P11012 "ALFR Round 4" B Paint

In Xiaoshan's view, an art exhibition is brilliant because of different colors.

Xiaoshan has a total of $n$ paintings, and each painting has its main paint. Specifically, the main paint type of the $i$-th painting is $a_i$. Xiaoshan can choose a segment of paintings with **consecutive indices** to form an exhibition. The brilliance of the exhibition (suppose it consists of paintings from the $l$-th to the $r$-th) is $\sum_{i=1}^W\sum_{j=i+1}^W\min(c_i,c_j)$, where $c_i$ is the number of times paint type $i$ appears in the exhibition, and $W$ is the value range of all paint types. Now Xiaoshan wants to know: to make the exhibition's brilliance at least $k$, what is the minimum number of consecutive paintings that must be selected? If there is no exhibition whose brilliance is at least $k$, output $-1$.

Collection entries
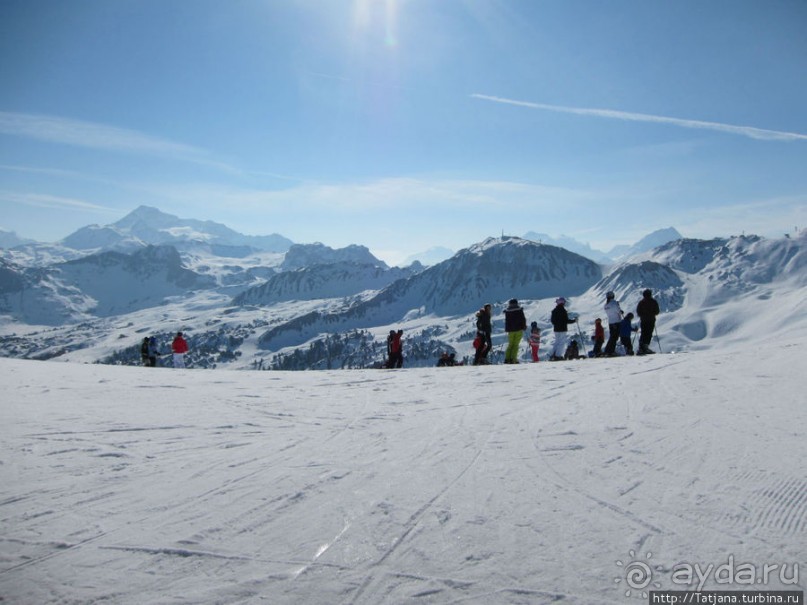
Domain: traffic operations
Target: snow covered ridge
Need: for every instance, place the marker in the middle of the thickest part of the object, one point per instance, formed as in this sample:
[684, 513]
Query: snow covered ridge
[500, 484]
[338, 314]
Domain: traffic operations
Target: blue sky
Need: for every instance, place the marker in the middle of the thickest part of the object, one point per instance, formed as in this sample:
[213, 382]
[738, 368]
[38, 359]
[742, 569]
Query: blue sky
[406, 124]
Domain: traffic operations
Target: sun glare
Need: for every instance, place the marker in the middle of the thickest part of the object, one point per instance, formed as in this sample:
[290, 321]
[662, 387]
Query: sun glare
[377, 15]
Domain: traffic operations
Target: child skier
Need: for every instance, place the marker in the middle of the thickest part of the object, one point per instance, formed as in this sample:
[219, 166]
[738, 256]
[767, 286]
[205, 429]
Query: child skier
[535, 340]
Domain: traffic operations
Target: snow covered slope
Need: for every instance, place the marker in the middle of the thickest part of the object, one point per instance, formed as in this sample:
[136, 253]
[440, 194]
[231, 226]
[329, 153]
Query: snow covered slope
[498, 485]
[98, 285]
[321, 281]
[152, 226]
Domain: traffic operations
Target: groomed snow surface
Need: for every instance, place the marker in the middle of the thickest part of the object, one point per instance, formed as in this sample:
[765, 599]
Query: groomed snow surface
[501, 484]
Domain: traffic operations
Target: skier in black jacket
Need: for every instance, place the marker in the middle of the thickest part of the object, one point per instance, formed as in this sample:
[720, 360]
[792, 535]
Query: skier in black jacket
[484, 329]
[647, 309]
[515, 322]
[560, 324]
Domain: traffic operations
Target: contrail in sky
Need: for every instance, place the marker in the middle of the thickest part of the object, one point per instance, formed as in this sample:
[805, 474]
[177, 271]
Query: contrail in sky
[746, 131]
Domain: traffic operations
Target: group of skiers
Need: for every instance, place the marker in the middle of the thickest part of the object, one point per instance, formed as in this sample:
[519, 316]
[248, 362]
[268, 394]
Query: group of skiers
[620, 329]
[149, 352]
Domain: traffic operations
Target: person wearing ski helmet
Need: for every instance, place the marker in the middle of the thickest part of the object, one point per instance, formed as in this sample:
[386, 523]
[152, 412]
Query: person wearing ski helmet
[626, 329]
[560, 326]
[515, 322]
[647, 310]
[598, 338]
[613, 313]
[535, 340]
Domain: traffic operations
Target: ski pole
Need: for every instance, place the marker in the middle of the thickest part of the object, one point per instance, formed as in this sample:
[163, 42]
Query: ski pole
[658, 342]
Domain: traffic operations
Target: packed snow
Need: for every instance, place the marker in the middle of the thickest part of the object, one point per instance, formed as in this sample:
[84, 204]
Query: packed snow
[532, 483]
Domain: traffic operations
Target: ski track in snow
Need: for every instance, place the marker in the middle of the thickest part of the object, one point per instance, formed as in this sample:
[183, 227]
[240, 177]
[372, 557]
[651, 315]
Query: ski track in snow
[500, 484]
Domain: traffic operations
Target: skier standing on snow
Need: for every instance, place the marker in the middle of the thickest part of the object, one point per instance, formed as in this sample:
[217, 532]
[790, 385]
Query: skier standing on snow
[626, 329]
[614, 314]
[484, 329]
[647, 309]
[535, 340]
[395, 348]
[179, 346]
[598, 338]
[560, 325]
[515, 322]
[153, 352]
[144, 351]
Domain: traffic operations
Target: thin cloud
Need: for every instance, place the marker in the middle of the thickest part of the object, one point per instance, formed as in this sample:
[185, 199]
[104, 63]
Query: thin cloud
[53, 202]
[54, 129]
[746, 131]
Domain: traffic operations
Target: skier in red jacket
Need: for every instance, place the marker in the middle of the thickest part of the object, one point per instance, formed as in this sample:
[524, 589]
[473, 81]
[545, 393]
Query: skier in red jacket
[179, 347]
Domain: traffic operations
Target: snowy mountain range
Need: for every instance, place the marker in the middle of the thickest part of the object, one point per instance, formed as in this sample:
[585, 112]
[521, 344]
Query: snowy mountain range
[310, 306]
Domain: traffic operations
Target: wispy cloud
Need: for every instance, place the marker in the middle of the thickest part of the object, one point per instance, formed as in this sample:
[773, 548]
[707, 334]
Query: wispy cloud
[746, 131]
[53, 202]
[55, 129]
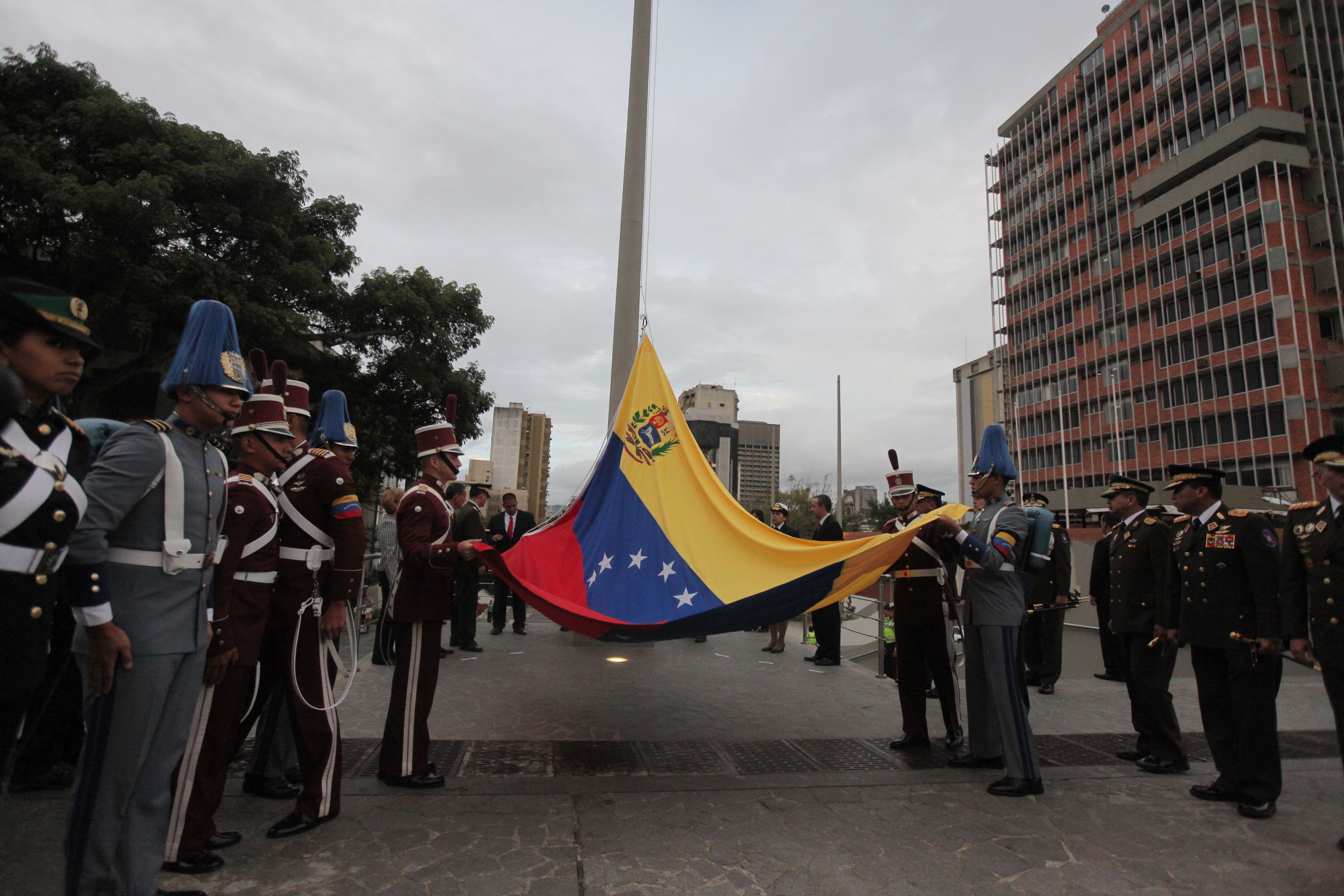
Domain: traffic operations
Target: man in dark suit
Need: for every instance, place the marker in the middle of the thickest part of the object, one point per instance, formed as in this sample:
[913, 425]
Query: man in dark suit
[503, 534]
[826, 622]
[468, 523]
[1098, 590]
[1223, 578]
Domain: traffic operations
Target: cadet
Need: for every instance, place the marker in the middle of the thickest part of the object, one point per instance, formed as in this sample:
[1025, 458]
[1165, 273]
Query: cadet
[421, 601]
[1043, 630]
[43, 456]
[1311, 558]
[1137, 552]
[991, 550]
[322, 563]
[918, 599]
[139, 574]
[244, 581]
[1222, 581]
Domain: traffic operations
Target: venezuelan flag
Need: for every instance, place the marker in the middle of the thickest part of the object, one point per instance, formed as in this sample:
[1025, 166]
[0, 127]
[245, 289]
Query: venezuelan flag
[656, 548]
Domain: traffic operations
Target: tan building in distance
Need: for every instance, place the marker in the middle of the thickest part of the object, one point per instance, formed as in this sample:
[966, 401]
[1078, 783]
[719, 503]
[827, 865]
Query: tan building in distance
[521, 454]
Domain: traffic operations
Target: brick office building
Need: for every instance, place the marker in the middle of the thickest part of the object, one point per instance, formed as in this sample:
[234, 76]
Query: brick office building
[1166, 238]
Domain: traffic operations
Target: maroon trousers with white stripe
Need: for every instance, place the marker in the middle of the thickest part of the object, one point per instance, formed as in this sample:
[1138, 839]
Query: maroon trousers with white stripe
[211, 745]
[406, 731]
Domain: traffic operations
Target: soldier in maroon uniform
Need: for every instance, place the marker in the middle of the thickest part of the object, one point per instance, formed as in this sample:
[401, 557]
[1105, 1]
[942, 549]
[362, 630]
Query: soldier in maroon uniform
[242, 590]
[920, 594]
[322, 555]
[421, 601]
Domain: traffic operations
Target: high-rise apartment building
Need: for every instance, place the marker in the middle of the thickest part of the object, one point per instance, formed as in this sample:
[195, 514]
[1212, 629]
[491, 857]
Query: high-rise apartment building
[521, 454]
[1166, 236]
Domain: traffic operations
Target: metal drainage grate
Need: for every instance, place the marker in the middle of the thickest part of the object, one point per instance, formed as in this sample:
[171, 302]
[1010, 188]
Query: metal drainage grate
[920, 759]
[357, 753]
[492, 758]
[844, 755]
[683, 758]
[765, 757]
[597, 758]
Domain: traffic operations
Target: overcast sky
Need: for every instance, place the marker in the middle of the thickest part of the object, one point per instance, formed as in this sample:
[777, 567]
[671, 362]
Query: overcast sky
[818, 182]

--

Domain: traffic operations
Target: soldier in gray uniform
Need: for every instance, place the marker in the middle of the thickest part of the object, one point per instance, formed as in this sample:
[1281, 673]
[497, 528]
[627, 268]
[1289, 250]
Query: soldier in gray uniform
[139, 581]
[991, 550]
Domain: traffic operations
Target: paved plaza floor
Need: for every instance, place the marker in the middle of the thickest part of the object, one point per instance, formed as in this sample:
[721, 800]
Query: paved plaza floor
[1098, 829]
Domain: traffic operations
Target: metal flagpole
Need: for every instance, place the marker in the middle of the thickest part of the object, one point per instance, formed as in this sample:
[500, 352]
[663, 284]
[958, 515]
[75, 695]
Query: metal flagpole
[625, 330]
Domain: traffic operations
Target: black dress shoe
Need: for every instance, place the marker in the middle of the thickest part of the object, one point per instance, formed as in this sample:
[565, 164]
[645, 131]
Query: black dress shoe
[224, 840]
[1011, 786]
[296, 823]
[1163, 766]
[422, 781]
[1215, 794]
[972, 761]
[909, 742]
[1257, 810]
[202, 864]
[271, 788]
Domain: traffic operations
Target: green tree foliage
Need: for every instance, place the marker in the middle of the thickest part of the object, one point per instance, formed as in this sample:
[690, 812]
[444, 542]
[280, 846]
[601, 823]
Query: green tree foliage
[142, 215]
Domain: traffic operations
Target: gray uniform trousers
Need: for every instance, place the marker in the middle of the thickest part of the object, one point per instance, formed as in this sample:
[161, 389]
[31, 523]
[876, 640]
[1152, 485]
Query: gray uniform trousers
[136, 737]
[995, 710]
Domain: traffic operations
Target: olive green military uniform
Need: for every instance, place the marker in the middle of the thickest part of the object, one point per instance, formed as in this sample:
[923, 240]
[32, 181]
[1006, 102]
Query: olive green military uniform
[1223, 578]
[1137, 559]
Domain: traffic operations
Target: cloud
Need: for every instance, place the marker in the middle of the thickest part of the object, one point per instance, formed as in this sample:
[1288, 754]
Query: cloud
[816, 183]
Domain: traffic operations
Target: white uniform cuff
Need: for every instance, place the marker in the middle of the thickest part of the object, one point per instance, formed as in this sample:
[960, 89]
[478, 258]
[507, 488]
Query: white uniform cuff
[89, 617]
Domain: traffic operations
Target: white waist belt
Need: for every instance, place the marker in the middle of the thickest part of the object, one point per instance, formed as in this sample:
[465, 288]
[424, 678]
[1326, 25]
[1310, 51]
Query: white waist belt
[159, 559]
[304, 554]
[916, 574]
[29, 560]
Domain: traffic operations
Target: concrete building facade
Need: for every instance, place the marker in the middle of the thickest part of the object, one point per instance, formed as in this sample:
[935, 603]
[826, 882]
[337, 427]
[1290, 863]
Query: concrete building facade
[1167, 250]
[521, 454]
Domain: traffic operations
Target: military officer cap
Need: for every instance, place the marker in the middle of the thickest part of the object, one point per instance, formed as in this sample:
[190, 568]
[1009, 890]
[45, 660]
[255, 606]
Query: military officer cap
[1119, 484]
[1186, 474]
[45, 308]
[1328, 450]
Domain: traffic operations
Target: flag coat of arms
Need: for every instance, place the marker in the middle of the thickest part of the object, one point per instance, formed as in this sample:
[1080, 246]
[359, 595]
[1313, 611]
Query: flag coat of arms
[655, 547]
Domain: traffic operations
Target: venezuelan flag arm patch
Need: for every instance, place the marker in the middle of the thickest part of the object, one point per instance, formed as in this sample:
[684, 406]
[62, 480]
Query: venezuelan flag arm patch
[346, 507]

---

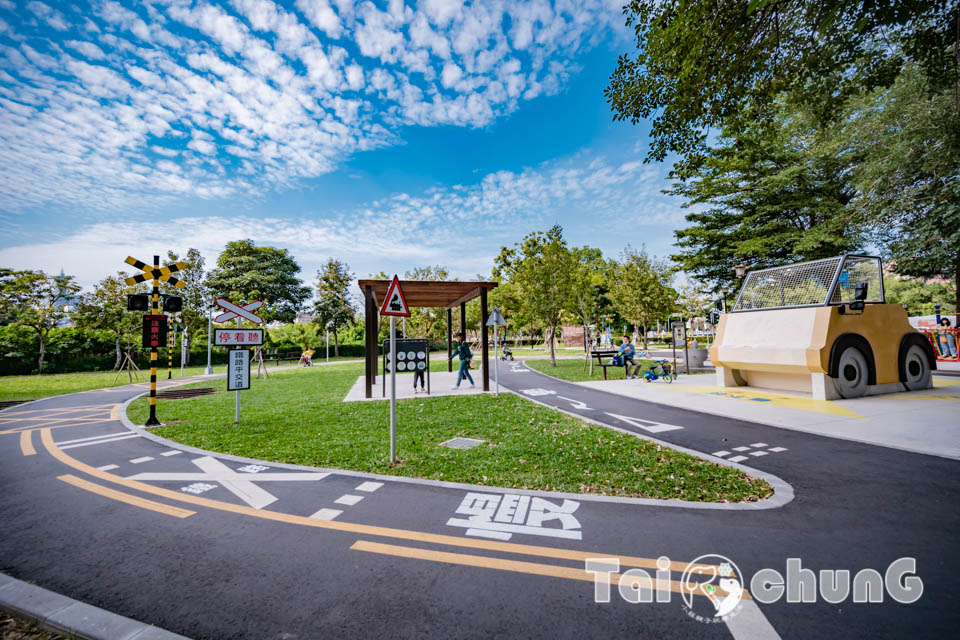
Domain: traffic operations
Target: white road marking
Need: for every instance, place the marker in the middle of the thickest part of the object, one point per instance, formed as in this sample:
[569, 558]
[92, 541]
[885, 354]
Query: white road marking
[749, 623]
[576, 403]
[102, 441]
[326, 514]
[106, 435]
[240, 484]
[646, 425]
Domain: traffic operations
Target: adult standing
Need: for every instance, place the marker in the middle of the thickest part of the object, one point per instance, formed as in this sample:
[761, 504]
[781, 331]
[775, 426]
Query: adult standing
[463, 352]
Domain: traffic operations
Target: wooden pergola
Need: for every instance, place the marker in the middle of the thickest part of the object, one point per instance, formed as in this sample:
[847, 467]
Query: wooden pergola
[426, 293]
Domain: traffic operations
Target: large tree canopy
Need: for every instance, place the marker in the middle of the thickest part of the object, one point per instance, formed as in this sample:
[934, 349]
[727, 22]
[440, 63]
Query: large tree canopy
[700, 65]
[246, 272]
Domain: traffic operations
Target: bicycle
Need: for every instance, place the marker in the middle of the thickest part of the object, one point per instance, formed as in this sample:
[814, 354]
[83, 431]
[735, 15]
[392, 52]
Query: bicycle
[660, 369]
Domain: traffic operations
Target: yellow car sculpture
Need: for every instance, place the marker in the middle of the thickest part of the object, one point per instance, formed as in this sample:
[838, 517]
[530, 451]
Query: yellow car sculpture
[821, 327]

— EXERCISES —
1. Answer these questions about the painting problem.
(a) In Xiaoshan's view, what makes an art exhibition brilliant?
(b) What is the main paint type of the $i$-th painting?
(c) What should be output if no exhibition has brilliance at least $k$?
2. Please repeat the part of the painting problem that begins at "Xiaoshan has a" and stops after "least $k$, output $-1$.".

— ANSWERS BELOW —
1.
(a) Different colors.
(b) $a_i$.
(c) $-1$.

2.
Xiaoshan has a total of $n$ paintings, and each painting has its main paint. Specifically, the main paint type of the $i$-th painting is $a_i$. Xiaoshan can choose a segment of paintings with **consecutive indices** to form an exhibition. The brilliance of the exhibition (suppose it consists of paintings from the $l$-th to the $r$-th) is $\sum_{i=1}^W\sum_{j=i+1}^W\min(c_i,c_j)$, where $c_i$ is the number of times paint type $i$ appears in the exhibition, and $W$ is the value range of all paint types. Now Xiaoshan wants to know: to make the exhibition's brilliance at least $k$, what is the minimum number of consecutive paintings that must be selected? If there is no exhibition whose brilliance is at least $k$, output $-1$.